* _The problem_:
Look down the entries below and report how many lines hold the string "truck"; write nothing else.

* _Listed records_:
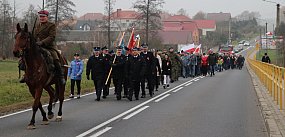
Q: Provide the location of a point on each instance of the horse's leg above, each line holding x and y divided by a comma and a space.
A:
45, 120
50, 91
37, 96
60, 90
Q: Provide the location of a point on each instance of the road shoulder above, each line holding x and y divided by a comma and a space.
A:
273, 117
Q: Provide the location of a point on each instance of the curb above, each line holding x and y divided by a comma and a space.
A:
267, 106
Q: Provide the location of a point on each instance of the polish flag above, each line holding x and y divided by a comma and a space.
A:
197, 49
188, 48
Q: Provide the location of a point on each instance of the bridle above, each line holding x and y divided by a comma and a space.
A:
23, 49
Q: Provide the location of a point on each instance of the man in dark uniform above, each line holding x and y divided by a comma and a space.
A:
106, 57
96, 67
150, 72
126, 83
118, 67
44, 34
135, 70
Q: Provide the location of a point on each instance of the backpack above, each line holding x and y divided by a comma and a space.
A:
204, 61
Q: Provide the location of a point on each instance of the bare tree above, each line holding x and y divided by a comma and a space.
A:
149, 15
108, 9
200, 16
61, 11
182, 12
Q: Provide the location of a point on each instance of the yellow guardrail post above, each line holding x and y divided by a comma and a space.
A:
279, 87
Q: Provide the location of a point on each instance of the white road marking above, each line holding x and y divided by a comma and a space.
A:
162, 98
188, 84
126, 112
101, 132
136, 112
19, 112
177, 90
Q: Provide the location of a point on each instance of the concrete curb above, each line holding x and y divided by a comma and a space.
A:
274, 121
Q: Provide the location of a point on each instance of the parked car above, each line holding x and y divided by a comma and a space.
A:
246, 43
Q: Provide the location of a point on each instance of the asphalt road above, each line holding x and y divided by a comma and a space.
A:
221, 106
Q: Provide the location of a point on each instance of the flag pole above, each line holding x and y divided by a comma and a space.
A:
131, 36
117, 39
114, 60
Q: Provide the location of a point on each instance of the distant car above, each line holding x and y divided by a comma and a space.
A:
242, 42
236, 50
246, 43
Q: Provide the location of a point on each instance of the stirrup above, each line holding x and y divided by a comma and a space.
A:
22, 80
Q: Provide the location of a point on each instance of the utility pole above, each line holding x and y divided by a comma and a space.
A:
229, 31
266, 37
109, 24
147, 20
56, 12
4, 26
278, 16
43, 4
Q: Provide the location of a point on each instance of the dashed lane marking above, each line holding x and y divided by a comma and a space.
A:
101, 132
177, 90
136, 112
128, 111
188, 84
162, 98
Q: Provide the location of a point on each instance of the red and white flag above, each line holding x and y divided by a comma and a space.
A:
188, 48
198, 49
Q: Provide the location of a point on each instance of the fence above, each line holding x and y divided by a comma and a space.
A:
271, 76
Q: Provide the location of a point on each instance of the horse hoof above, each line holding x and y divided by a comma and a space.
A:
58, 118
50, 116
45, 123
31, 127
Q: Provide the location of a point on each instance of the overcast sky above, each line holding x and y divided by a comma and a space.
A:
235, 7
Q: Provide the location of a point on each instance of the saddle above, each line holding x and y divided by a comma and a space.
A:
46, 55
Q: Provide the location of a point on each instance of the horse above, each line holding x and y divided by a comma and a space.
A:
37, 76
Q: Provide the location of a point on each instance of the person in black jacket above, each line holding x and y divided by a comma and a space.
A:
118, 67
135, 70
266, 58
106, 58
95, 66
150, 72
212, 60
166, 71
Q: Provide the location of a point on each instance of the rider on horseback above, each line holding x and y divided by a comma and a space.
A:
44, 34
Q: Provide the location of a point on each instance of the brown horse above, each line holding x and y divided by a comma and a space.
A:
36, 75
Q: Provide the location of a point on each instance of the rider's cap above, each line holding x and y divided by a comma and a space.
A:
96, 48
104, 48
43, 13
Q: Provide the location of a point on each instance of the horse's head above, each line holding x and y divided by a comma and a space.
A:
22, 40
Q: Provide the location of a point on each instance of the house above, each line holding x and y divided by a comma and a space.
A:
219, 17
124, 19
89, 21
206, 26
181, 25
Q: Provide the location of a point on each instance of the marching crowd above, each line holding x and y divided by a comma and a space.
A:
139, 69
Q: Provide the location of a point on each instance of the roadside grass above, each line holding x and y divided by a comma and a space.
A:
271, 53
15, 96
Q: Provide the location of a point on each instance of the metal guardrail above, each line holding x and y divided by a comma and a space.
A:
271, 76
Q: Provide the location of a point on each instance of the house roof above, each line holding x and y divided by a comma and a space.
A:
219, 17
125, 14
186, 26
175, 37
92, 16
205, 24
178, 18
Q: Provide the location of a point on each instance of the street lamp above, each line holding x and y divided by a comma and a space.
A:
147, 19
277, 11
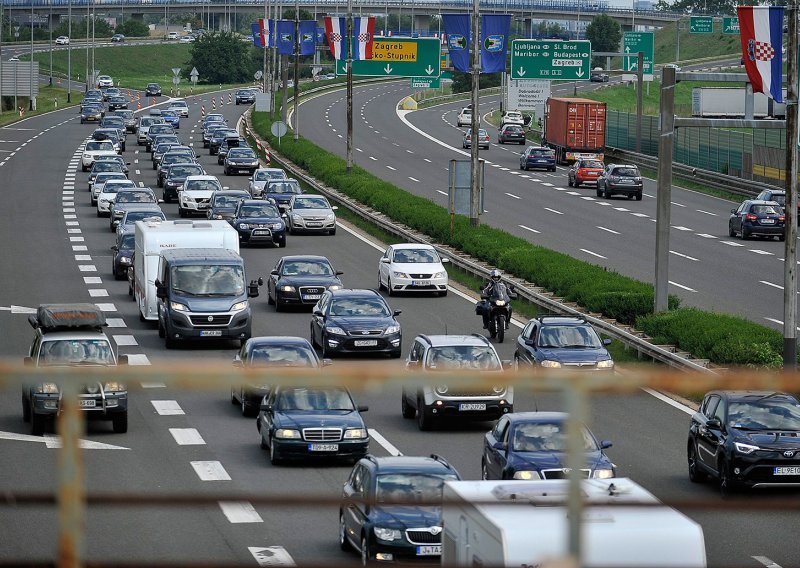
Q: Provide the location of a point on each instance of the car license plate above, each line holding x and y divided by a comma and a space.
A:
323, 447
211, 333
472, 406
429, 550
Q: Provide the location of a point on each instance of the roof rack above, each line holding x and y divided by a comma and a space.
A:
61, 317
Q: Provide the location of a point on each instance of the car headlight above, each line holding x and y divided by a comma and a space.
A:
746, 449
603, 473
287, 433
527, 475
387, 534
355, 433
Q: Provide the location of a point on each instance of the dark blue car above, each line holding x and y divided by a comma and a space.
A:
556, 342
380, 516
259, 222
532, 445
312, 422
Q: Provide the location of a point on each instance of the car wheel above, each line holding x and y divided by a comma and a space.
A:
406, 409
344, 544
695, 475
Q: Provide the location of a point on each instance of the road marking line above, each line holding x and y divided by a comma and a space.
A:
684, 256
682, 286
594, 254
384, 443
167, 407
240, 512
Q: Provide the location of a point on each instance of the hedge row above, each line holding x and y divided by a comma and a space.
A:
723, 339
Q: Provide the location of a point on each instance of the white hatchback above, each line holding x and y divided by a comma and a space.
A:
412, 267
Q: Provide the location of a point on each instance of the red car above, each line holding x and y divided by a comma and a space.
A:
583, 171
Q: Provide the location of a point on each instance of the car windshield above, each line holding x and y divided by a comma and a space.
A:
314, 399
546, 437
228, 200
767, 413
96, 145
75, 351
265, 210
311, 203
569, 336
359, 307
414, 488
203, 185
135, 197
463, 357
208, 280
414, 256
284, 187
282, 355
307, 268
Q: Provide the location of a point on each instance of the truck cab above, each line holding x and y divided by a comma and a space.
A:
71, 335
203, 294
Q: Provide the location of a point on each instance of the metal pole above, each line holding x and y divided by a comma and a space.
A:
664, 188
349, 86
296, 129
790, 253
639, 103
475, 187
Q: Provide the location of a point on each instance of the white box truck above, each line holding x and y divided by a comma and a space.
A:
525, 523
154, 237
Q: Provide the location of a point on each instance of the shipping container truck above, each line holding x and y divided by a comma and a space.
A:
575, 128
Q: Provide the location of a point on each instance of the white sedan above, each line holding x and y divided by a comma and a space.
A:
412, 267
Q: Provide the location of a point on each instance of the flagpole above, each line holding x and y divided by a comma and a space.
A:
350, 86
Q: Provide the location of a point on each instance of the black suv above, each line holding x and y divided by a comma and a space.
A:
379, 516
619, 178
431, 353
745, 439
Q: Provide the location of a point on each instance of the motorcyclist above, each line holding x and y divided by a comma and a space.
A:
495, 287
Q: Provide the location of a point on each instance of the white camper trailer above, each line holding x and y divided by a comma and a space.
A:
525, 523
154, 237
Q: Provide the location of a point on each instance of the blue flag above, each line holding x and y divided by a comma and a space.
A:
285, 37
308, 32
457, 28
494, 42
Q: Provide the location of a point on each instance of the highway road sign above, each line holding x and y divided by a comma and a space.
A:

* _The completed task_:
3